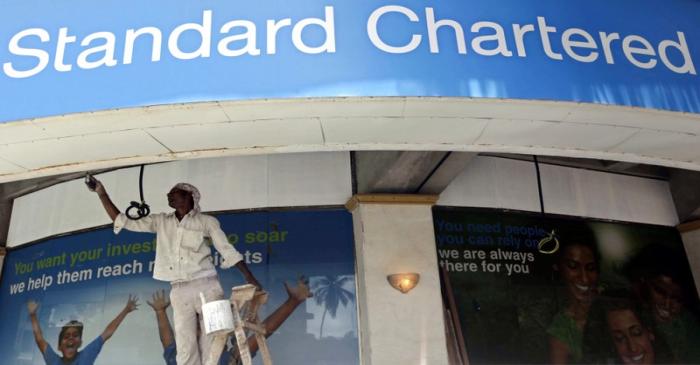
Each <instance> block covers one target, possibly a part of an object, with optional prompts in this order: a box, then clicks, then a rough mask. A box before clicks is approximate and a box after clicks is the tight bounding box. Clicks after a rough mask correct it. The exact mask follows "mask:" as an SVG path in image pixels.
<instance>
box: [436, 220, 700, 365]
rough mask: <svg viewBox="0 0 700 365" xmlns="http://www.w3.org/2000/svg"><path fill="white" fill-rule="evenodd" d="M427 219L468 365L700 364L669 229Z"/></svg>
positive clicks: (679, 253)
mask: <svg viewBox="0 0 700 365" xmlns="http://www.w3.org/2000/svg"><path fill="white" fill-rule="evenodd" d="M433 214H434V222H435V232H436V244H437V252H438V259H439V263H440V266H441V268H442V271H443V274H445V275H446V279H447V280H445V279H443V284H444V283H445V282H449V287H446V288H444V289H445V290H444V292H445V293H446V297H447V300H448V301H447V302H448V303H449V300H450V299H453V303H455V305H454V308H453V309H454V310H455V311H456V312H457V314H458V315H457V316H456V317H458V323H456V326H455V327H456V328H459V329H461V332H462V335H463V337H464V342H465V343H464V344H462V345H463V346H464V345H465V346H466V351H467V353H468V357H469V363H470V364H516V363H527V364H546V363H582V364H653V363H658V364H668V363H678V364H696V363H700V346H698V344H700V322H699V321H698V318H700V317H698V313H699V311H698V310H699V309H700V307H699V306H698V294H697V291H696V288H695V286H694V284H693V278H692V274H691V271H690V267H689V264H688V260H687V257H686V255H685V252H684V250H683V246H682V242H681V239H680V235H679V234H678V232H677V231H676V230H675V228H673V227H662V226H652V225H643V224H625V223H612V222H603V221H594V220H583V219H577V218H563V217H560V216H547V215H540V214H534V213H518V212H506V211H495V210H479V209H461V208H435V209H434V211H433Z"/></svg>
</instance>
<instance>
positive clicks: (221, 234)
mask: <svg viewBox="0 0 700 365" xmlns="http://www.w3.org/2000/svg"><path fill="white" fill-rule="evenodd" d="M90 179H91V180H92V181H91V182H92V183H94V189H90V190H92V191H94V192H96V193H97V196H98V197H99V198H100V201H101V202H102V206H103V207H104V208H105V211H106V212H107V214H108V215H109V217H110V218H111V219H112V221H113V222H114V233H115V234H117V233H119V231H121V230H122V228H125V229H127V230H130V231H135V232H152V233H155V234H156V239H157V248H156V261H155V267H154V269H153V278H154V279H156V280H162V281H168V282H170V284H171V286H172V290H171V291H170V302H171V304H172V306H173V322H174V327H175V341H176V343H177V363H178V364H179V365H201V364H204V363H206V360H207V359H206V356H208V354H209V352H210V351H209V348H210V347H211V343H212V341H213V339H212V338H209V337H208V336H207V335H206V334H205V333H204V331H201V334H200V335H199V341H198V340H197V326H198V324H197V321H199V326H200V328H204V323H203V322H202V303H201V299H200V297H199V293H200V292H201V293H203V294H204V296H205V299H206V301H207V302H210V301H213V300H221V299H223V297H224V291H223V289H222V288H221V284H220V283H219V278H218V276H217V273H216V269H215V267H214V264H213V261H212V259H211V249H210V248H209V246H208V245H207V244H206V243H205V237H209V238H211V240H212V242H213V244H214V247H215V248H216V250H217V251H219V253H220V254H221V257H222V262H221V267H222V268H224V269H226V268H229V267H231V266H236V268H238V270H240V271H241V273H242V274H243V276H244V277H245V280H246V281H247V282H248V283H250V284H253V285H255V286H256V287H257V288H258V289H260V288H261V286H260V283H258V281H257V280H256V279H255V277H254V276H253V274H252V273H251V272H250V270H248V266H247V265H246V264H245V261H243V256H242V255H241V254H240V253H239V252H238V251H236V249H235V248H234V247H233V246H232V245H231V244H229V242H228V239H227V238H226V234H225V233H224V232H223V231H222V230H221V228H220V225H219V221H218V220H217V219H216V218H214V217H212V216H209V215H206V214H202V213H201V212H200V208H199V200H200V194H199V190H197V188H196V187H194V186H193V185H190V184H187V183H179V184H177V185H175V186H174V187H173V188H172V189H171V190H170V192H169V193H168V194H167V197H168V205H169V206H170V207H171V208H174V209H175V211H174V212H172V213H158V214H152V215H149V216H146V217H143V218H141V219H139V220H132V219H129V218H127V216H126V215H125V214H123V213H121V212H120V211H119V209H118V208H117V207H116V206H115V205H114V203H112V200H111V199H110V198H109V195H107V191H106V190H105V187H104V185H102V183H101V182H99V181H98V180H97V179H95V178H92V177H91V178H90ZM88 188H90V186H88Z"/></svg>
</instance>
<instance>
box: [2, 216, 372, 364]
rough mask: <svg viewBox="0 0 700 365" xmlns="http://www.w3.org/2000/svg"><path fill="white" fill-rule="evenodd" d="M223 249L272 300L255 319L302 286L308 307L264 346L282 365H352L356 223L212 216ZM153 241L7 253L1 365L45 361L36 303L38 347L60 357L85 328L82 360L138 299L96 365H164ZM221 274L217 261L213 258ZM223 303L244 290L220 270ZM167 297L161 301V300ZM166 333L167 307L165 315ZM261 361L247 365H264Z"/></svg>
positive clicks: (2, 311)
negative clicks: (222, 292) (228, 250)
mask: <svg viewBox="0 0 700 365" xmlns="http://www.w3.org/2000/svg"><path fill="white" fill-rule="evenodd" d="M215 216H216V217H217V218H218V219H219V221H220V222H221V227H222V229H223V230H224V232H225V233H226V234H227V236H228V240H229V242H230V243H231V244H233V245H234V247H235V248H236V249H237V250H238V251H239V252H240V253H241V254H243V256H244V258H245V261H246V262H247V264H248V266H249V268H250V269H251V271H252V272H253V274H254V276H255V277H256V278H257V279H258V280H259V281H260V283H261V284H262V286H263V287H264V288H265V290H266V291H267V292H268V293H269V300H268V302H267V303H266V304H265V305H264V306H263V308H262V309H261V311H260V317H261V319H264V318H266V317H267V316H268V315H270V314H271V313H272V312H273V311H275V310H276V309H277V308H279V307H280V306H281V305H282V304H283V303H284V302H285V301H286V300H287V299H288V298H289V296H290V295H291V294H290V293H289V292H288V291H287V289H285V283H287V285H288V286H289V288H290V289H291V290H290V291H291V292H294V291H296V290H299V288H300V285H301V284H300V283H299V280H300V278H301V280H302V282H303V281H304V280H306V281H307V283H308V287H309V289H310V291H311V293H312V294H313V297H310V298H308V299H306V300H305V301H303V302H301V303H300V304H299V305H298V306H296V308H295V309H294V311H293V312H292V313H291V315H289V316H288V317H287V318H286V320H285V321H284V322H283V323H282V325H281V326H280V327H279V329H277V330H276V331H275V332H274V333H273V334H272V335H271V336H270V337H269V338H268V341H267V342H268V345H269V347H270V352H271V355H272V360H273V361H275V363H278V364H304V365H307V364H357V363H358V361H359V356H358V340H357V311H356V300H355V269H354V248H353V235H352V220H351V217H350V215H349V213H347V211H345V210H335V209H322V210H304V211H298V210H295V211H274V212H264V211H260V212H244V213H223V214H216V215H215ZM156 247H157V242H156V241H155V235H154V234H146V233H132V232H128V231H125V230H124V231H122V232H121V233H119V234H118V235H115V234H114V233H113V231H112V228H111V227H106V228H101V229H96V230H92V231H88V232H83V233H76V234H71V235H66V236H63V237H58V238H52V239H48V240H46V241H43V242H39V243H36V244H31V245H28V246H26V247H22V248H18V249H14V250H11V251H10V252H8V256H7V257H6V260H5V265H4V268H3V270H4V271H3V274H2V281H1V285H0V307H1V308H2V311H0V323H2V326H0V354H2V357H3V359H2V360H1V361H0V363H2V364H12V365H25V364H26V365H29V364H34V365H39V364H45V361H44V359H43V357H42V355H41V352H40V351H39V349H38V347H37V344H36V343H35V338H34V334H33V330H32V323H31V321H30V317H29V314H28V311H29V309H30V306H28V303H36V304H37V305H38V307H37V309H36V313H37V318H38V322H39V325H40V327H41V330H42V333H43V337H44V338H45V340H46V341H47V342H48V344H49V345H50V346H51V347H52V348H53V349H54V351H56V352H57V353H58V354H59V356H60V354H61V353H60V352H59V351H58V350H57V348H58V345H59V343H58V340H59V332H60V331H61V329H62V328H63V326H65V325H66V324H67V323H69V322H70V321H80V322H81V323H82V324H83V334H82V347H79V348H80V350H81V351H83V350H85V348H86V347H87V346H88V345H89V344H90V343H91V342H92V341H93V340H94V339H96V338H97V337H98V336H100V335H101V334H102V333H103V331H105V329H106V328H107V327H108V325H109V324H110V322H111V321H112V320H113V319H115V318H116V317H117V315H118V314H119V313H120V312H121V311H122V310H123V309H124V308H125V307H126V306H127V303H128V301H129V299H130V298H132V299H134V298H137V304H138V306H137V309H136V310H134V311H132V312H129V313H128V314H127V315H126V317H125V318H124V319H123V321H122V322H121V323H120V325H119V326H118V328H117V329H116V331H114V334H113V335H112V336H111V338H109V339H108V340H107V341H106V342H105V343H104V345H103V346H102V349H101V351H100V353H99V355H98V356H97V360H96V361H95V364H99V365H124V364H134V365H136V364H138V365H163V364H165V361H164V357H163V355H164V348H163V347H164V345H163V343H162V342H161V338H160V336H159V327H158V322H157V319H156V314H155V311H154V308H152V307H151V306H150V305H149V304H148V302H151V303H152V304H154V303H155V300H157V299H158V295H159V294H160V293H164V294H165V297H164V298H167V294H168V292H169V290H170V284H168V283H166V282H160V281H156V280H154V279H153V278H152V270H153V261H154V257H155V256H154V252H155V251H154V250H155V249H156ZM213 260H214V261H215V264H216V265H217V268H219V264H220V257H219V255H218V254H214V255H213ZM219 277H220V280H221V284H222V287H223V288H224V296H225V297H226V298H228V297H229V296H230V294H231V288H232V287H233V286H236V285H242V284H244V283H245V282H244V280H243V277H242V275H241V274H240V272H239V271H238V270H236V269H235V268H231V269H227V270H221V269H220V268H219ZM161 290H164V292H161ZM166 312H167V315H168V320H169V322H170V323H171V324H172V306H168V307H167V309H166ZM260 357H261V356H259V355H258V356H256V357H255V358H254V359H253V363H254V364H261V363H262V362H261V359H260Z"/></svg>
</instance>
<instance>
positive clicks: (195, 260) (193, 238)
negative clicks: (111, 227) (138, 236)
mask: <svg viewBox="0 0 700 365" xmlns="http://www.w3.org/2000/svg"><path fill="white" fill-rule="evenodd" d="M122 228H126V229H127V230H129V231H135V232H151V233H155V234H156V242H157V243H156V262H155V267H154V268H153V278H154V279H156V280H163V281H169V282H182V281H189V280H193V279H199V278H203V277H207V276H213V275H216V269H215V268H214V264H213V262H212V258H211V249H210V248H209V245H208V244H206V240H205V237H210V238H211V240H212V242H213V243H214V247H215V248H216V250H217V251H219V253H220V254H221V259H222V260H221V267H222V268H224V269H227V268H229V267H231V266H233V265H235V264H237V263H238V262H239V261H241V260H243V256H242V255H241V254H240V253H239V252H238V251H236V249H235V248H233V245H231V244H230V243H229V242H228V239H227V238H226V234H225V233H224V231H222V230H221V227H220V225H219V221H218V220H217V219H216V218H214V217H212V216H210V215H205V214H201V213H193V212H192V211H190V212H189V213H187V215H185V216H184V217H183V218H182V220H181V221H178V220H177V217H175V213H174V212H173V213H158V214H151V215H149V216H147V217H144V218H141V219H139V220H132V219H129V218H127V216H126V215H125V214H123V213H120V214H119V215H118V216H117V218H116V219H115V220H114V233H115V234H118V233H119V232H120V231H121V230H122Z"/></svg>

• [TASK] Tally each line above that includes "rough". Reply with the total only.

• [TASK ANSWER] 3